→ Work to be completed:
From the entries below, return only the lines starting at the one that contains "Mark one point per instance of the white" and ending at the one that contains "Mark one point per instance of the bridge pylon", exactly as they stand.

[Saved entries]

:::::

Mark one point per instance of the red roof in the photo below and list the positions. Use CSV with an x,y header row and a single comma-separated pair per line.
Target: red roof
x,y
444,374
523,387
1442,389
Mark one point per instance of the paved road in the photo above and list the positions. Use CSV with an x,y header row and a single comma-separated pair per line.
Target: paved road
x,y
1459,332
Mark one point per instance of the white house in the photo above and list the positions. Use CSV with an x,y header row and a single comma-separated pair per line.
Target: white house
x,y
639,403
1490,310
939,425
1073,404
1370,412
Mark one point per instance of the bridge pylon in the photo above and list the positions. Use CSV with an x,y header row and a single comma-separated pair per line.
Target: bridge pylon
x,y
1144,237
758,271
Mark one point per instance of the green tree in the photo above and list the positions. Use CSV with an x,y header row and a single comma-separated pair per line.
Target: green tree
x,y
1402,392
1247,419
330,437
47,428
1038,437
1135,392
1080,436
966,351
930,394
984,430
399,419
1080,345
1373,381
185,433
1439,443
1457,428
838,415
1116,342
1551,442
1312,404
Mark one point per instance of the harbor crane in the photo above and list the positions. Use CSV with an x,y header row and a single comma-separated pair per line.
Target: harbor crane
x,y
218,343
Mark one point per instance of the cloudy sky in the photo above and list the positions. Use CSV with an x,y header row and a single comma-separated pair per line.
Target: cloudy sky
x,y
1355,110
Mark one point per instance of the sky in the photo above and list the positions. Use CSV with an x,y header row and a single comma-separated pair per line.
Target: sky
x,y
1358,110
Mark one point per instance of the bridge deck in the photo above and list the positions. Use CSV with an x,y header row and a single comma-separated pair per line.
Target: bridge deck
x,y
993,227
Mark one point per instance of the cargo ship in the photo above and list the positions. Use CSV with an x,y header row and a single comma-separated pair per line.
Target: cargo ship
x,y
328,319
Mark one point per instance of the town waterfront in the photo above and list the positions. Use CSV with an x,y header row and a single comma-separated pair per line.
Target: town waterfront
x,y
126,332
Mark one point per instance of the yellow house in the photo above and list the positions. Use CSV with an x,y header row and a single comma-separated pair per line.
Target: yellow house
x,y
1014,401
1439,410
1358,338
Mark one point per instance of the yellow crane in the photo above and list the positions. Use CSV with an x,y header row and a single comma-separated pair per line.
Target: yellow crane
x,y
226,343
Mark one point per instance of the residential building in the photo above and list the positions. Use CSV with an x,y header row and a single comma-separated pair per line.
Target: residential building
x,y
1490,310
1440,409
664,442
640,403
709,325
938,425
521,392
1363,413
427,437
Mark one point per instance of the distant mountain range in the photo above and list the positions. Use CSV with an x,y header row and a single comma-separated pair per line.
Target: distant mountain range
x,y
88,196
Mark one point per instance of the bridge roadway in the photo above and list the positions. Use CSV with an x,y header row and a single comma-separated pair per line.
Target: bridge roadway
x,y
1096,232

:::::

→ Answer space:
Mark one point per instance of the white house in the photo above and list the positions. Use CSV with an x,y header row and a single comma-separated pair per line.
Target: white house
x,y
639,403
1490,310
939,425
1073,404
1370,412
Mark one point per instance of the bridge pylon in the photo above and list the positions. Use CSV with an x,y header row and a single comma-separated pair per line.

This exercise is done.